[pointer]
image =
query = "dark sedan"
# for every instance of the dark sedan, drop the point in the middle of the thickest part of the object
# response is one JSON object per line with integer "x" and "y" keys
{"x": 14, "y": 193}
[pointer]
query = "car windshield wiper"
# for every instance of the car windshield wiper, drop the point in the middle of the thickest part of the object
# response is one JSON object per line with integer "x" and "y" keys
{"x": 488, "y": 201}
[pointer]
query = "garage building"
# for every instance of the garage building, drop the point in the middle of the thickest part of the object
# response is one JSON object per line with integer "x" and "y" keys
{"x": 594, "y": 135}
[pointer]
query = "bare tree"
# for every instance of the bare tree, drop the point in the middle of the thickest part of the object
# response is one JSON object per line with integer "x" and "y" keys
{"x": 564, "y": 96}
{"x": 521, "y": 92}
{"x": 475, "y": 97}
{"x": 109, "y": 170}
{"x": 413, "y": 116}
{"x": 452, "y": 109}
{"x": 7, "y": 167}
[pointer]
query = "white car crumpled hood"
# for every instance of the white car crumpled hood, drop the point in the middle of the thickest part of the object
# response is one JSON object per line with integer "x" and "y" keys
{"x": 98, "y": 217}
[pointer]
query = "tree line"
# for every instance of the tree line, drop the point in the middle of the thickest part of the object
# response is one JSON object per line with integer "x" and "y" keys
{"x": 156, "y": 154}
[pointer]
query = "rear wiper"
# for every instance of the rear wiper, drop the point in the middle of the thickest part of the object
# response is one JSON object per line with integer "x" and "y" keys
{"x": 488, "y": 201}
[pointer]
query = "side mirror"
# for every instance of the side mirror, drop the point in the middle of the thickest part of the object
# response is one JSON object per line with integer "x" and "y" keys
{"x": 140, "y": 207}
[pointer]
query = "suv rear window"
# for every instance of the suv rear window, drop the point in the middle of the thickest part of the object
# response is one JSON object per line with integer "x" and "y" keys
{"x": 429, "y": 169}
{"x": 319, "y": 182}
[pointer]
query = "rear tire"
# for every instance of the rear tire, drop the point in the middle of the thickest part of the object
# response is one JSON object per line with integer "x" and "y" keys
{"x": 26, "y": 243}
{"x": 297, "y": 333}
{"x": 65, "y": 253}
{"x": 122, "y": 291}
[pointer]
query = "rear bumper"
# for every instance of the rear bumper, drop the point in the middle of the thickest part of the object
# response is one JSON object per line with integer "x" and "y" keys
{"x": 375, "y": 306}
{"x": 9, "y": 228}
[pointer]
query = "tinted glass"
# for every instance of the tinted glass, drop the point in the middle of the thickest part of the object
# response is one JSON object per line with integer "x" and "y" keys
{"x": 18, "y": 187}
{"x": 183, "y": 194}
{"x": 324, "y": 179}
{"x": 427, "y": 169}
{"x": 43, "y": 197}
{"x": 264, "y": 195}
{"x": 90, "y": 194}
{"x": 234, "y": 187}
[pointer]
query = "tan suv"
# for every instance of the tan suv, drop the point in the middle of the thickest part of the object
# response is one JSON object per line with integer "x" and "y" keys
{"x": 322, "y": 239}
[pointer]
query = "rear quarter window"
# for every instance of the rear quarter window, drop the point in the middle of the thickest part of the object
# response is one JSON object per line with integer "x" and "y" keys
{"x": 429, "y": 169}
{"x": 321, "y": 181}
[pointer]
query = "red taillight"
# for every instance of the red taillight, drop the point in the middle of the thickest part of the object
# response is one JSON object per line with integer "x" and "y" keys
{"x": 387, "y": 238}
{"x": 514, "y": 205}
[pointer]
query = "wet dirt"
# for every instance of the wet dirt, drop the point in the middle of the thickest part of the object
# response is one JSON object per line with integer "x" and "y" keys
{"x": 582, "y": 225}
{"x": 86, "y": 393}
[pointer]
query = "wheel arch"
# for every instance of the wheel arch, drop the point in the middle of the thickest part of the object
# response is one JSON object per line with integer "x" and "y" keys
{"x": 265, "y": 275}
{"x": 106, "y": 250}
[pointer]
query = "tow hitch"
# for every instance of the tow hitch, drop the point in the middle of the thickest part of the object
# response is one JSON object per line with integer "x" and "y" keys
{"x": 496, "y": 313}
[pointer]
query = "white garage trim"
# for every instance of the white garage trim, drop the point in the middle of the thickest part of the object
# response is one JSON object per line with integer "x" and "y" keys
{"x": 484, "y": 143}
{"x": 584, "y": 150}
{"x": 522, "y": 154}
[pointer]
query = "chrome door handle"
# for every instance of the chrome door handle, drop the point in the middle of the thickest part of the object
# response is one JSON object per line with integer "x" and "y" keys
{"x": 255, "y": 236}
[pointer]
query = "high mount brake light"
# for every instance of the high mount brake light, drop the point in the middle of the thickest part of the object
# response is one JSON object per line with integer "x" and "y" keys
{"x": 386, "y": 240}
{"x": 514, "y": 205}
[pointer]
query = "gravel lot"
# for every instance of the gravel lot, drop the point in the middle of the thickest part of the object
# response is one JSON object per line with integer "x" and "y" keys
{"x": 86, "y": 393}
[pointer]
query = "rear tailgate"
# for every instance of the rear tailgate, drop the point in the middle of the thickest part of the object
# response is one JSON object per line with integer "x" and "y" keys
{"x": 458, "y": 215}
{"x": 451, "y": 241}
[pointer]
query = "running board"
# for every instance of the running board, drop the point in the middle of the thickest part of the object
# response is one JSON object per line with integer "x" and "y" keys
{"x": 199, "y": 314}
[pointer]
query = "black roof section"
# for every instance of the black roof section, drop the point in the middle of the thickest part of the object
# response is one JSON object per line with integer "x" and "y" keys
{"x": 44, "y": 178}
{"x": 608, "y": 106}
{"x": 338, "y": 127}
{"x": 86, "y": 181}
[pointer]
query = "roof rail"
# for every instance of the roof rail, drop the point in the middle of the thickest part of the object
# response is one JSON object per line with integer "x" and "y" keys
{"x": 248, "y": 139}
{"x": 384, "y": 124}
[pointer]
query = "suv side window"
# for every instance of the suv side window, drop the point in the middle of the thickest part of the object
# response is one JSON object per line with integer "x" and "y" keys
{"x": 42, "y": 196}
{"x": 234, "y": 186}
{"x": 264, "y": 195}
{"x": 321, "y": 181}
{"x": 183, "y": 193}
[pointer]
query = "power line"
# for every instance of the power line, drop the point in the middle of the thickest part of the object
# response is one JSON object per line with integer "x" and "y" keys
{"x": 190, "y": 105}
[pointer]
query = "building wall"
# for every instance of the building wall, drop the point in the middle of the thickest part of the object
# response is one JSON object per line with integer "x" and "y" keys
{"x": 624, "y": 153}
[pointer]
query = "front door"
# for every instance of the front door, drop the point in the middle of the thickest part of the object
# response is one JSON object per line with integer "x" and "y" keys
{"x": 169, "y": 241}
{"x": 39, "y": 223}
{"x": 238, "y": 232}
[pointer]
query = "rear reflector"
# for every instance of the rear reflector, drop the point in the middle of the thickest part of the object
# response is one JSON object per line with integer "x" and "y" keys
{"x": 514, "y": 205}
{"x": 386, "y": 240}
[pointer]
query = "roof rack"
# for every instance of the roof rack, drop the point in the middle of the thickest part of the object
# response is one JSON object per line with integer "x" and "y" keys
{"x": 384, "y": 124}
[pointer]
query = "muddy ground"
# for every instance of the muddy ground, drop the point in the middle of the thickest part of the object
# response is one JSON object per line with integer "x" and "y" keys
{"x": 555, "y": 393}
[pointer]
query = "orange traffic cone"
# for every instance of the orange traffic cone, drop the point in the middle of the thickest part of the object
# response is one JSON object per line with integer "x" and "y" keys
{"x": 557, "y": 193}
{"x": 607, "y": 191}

TASK DESCRIPTION: Transcribe the material above word for word.

RESULT FOR THIS EXERCISE:
[pointer]
image =
query = "dark sedan"
# for every instance of the dark sedan, drop the point in the middle of the thickest part of the object
# response is one JSON object per line with integer "x" and "y" keys
{"x": 14, "y": 193}
[pointer]
query = "car windshield wiper"
# for every instance of the car windshield wiper, drop the point in the middle of the thickest part of the object
# response is one JSON object per line with integer "x" and "y" keys
{"x": 488, "y": 201}
[pointer]
query = "garage building"
# for every instance of the garage building, drop the point in the middle of the thickest part of the object
# response is one JSON object per line with integer "x" and "y" keys
{"x": 594, "y": 135}
[pointer]
query = "bare tree"
# for every instance of the bare tree, drop the point in the middle of the thickest part of the object
# response is one JSON object per line with integer "x" and "y" keys
{"x": 564, "y": 96}
{"x": 521, "y": 92}
{"x": 475, "y": 97}
{"x": 109, "y": 170}
{"x": 413, "y": 116}
{"x": 452, "y": 109}
{"x": 7, "y": 167}
[pointer]
query = "white car crumpled hood"
# for every instance of the white car crumpled hood, drop the point in the middle of the thickest part of the object
# response is one JSON object per line with integer "x" and "y" keys
{"x": 98, "y": 217}
[pointer]
query = "tree line"
# for every instance of the tree line, drop the point in the middle of the thickest part of the object
# response is one JSON object per line with integer "x" and "y" keys
{"x": 156, "y": 154}
[pointer]
query = "rear wiper"
# for every instance of the rear wiper, drop the point in the middle of the thickest part of the object
# response is one JSON object per line with integer "x" and "y" keys
{"x": 488, "y": 201}
[pointer]
query = "side mirror"
# for every instance of the side mirror, drop the point in the middle of the thickest part of the object
# response is one JSON object per line with integer "x" and "y" keys
{"x": 140, "y": 207}
[pointer]
query = "suv rear window"
# for every instance of the suv rear window, drop the point in the middle of the thickest part of the object
# response is one JSON object per line with integer "x" and "y" keys
{"x": 429, "y": 169}
{"x": 319, "y": 182}
[pointer]
query = "rear tire"
# for every instance of the rear tire, drop the point in the middle of the thickest part of the object
# response is one JSON object per line with integer "x" and "y" keys
{"x": 26, "y": 243}
{"x": 297, "y": 333}
{"x": 65, "y": 253}
{"x": 122, "y": 291}
[pointer]
query = "rear bumper"
# for every instance of the rear bumper, drop the point in the middle of the thickest part of the object
# response is one JSON object per line with integer "x" and "y" keys
{"x": 375, "y": 306}
{"x": 9, "y": 228}
[pointer]
query = "tinted glass"
# for every instance of the tinted glass, drop the point in the middle of the thickest part of the object
# response is one JSON object per line with integer "x" and "y" keys
{"x": 18, "y": 187}
{"x": 183, "y": 194}
{"x": 324, "y": 179}
{"x": 427, "y": 169}
{"x": 43, "y": 197}
{"x": 264, "y": 195}
{"x": 90, "y": 194}
{"x": 234, "y": 187}
[pointer]
query = "tan suv"
# for every instance of the tan suv, drop the point in the middle of the thickest part of the object
# response is one JSON object per line with integer "x" and "y" keys
{"x": 322, "y": 239}
[pointer]
query = "rear quarter window"
# for every instance of the rear quarter window, drop the point in the middle of the thickest part of the object
# response is one JSON object per line with integer "x" and "y" keys
{"x": 429, "y": 169}
{"x": 321, "y": 181}
[pointer]
query = "red taillight"
# for every instance of the red taillight, drop the point in the middle of the thickest part of the object
# response is one JSON object per line with integer "x" and "y" keys
{"x": 387, "y": 238}
{"x": 514, "y": 205}
[pointer]
query = "wet dirt"
# for every instance of the wet dirt, drop the point in the middle of the thickest part of the object
# response is one JSON object per line with integer "x" and "y" keys
{"x": 582, "y": 225}
{"x": 86, "y": 393}
[pointer]
query = "wheel arch"
# for every instance of the wheel arch, drop the point in the middle of the thickest part of the object
# response is one JSON object per line with integer "x" and "y" keys
{"x": 265, "y": 275}
{"x": 106, "y": 250}
[pointer]
query = "tow hitch"
# for every instance of the tow hitch, drop the point in the middle of the thickest part of the object
# response is one JSON object per line with integer "x" and "y" keys
{"x": 496, "y": 313}
[pointer]
query = "white garage trim"
# for every instance of the white garage trim, drop the point in the middle of the thickest part of the object
# response is one JSON object per line with integer "x" and "y" keys
{"x": 484, "y": 143}
{"x": 584, "y": 150}
{"x": 522, "y": 154}
[pointer]
query = "chrome door handle"
# for every instance of the chrome door handle, drop the point in the middle of the thickest part of the object
# response is one JSON object per line with integer "x" and "y" keys
{"x": 255, "y": 236}
[pointer]
query = "high mount brake light"
# for every instance of the high mount brake light, drop the point in the middle of the thickest part of the object
# response is one JSON object per line with integer "x" and "y" keys
{"x": 386, "y": 240}
{"x": 514, "y": 205}
[pointer]
query = "gravel lot"
# for every instance of the gravel lot, drop the point in the middle of the thickest part of the object
# response is one JSON object per line with integer "x" and "y" keys
{"x": 86, "y": 393}
[pointer]
query = "rear tailgate"
# for every instance of the rear tailgate, drop the point in the middle of the thickest part of the object
# response is one JSON object per line with integer "x" and "y" keys
{"x": 458, "y": 215}
{"x": 451, "y": 241}
[pointer]
query = "running board"
# for every instance of the running board, drop the point in the middle of the thickest part of the object
# response is one JSON object per line with integer "x" and "y" keys
{"x": 199, "y": 314}
[pointer]
query = "black roof section"
# for every instance of the black roof section, drop the point in the middle of the thickest part of the object
# response is one JSON object per line with integer "x" and "y" keys
{"x": 44, "y": 178}
{"x": 608, "y": 106}
{"x": 338, "y": 127}
{"x": 86, "y": 181}
[pointer]
query = "roof rail"
# for every instance of the roof rail, drop the point in the middle of the thickest part of the object
# response is one JSON object per line with integer "x" and "y" keys
{"x": 248, "y": 139}
{"x": 384, "y": 124}
[pointer]
query = "suv side window"
# for every instance of the suv side window, drop the point in the middle of the thickest part of the object
# response is one JSON object per line with integer "x" and "y" keys
{"x": 42, "y": 196}
{"x": 234, "y": 186}
{"x": 264, "y": 195}
{"x": 321, "y": 181}
{"x": 183, "y": 193}
[pointer]
query = "power line"
# for every instance of the power line, drop the point in the middle of the thickest part of the object
# response is one JSON object per line with integer "x" and "y" keys
{"x": 190, "y": 105}
[pointer]
query = "building wall"
# for every instance of the building wall, drop the point in the middle of the thickest part of the object
# response is one JSON object per line with integer "x" and "y" keys
{"x": 624, "y": 153}
[pointer]
query = "front door"
# for every instance of the front door, drop the point in the middle of the thickest part of the object
# response is one JSON object per line with integer "x" and "y" keys
{"x": 169, "y": 241}
{"x": 39, "y": 223}
{"x": 238, "y": 232}
[pointer]
query = "rear reflector"
# for every instance of the rear reflector, drop the point in the middle of the thickest part of the object
# response is one JSON object per line with integer "x" and "y" keys
{"x": 514, "y": 205}
{"x": 386, "y": 240}
[pointer]
query = "roof rack"
# for every instance of the roof rack, drop the point in the middle of the thickest part of the object
# response is one JSON object per line with integer "x" and "y" keys
{"x": 384, "y": 124}
[pointer]
query = "muddy ground"
# for every instance of the muddy ground, drop the point in the middle of the thickest part of the object
# response is one JSON object per line with integer "x" and "y" keys
{"x": 555, "y": 393}
[pointer]
query = "orange traffic cone"
# for every instance of the orange traffic cone, drop the point in the middle of the thickest part of the object
# response is one JSON object per line with integer "x" and "y" keys
{"x": 557, "y": 193}
{"x": 607, "y": 191}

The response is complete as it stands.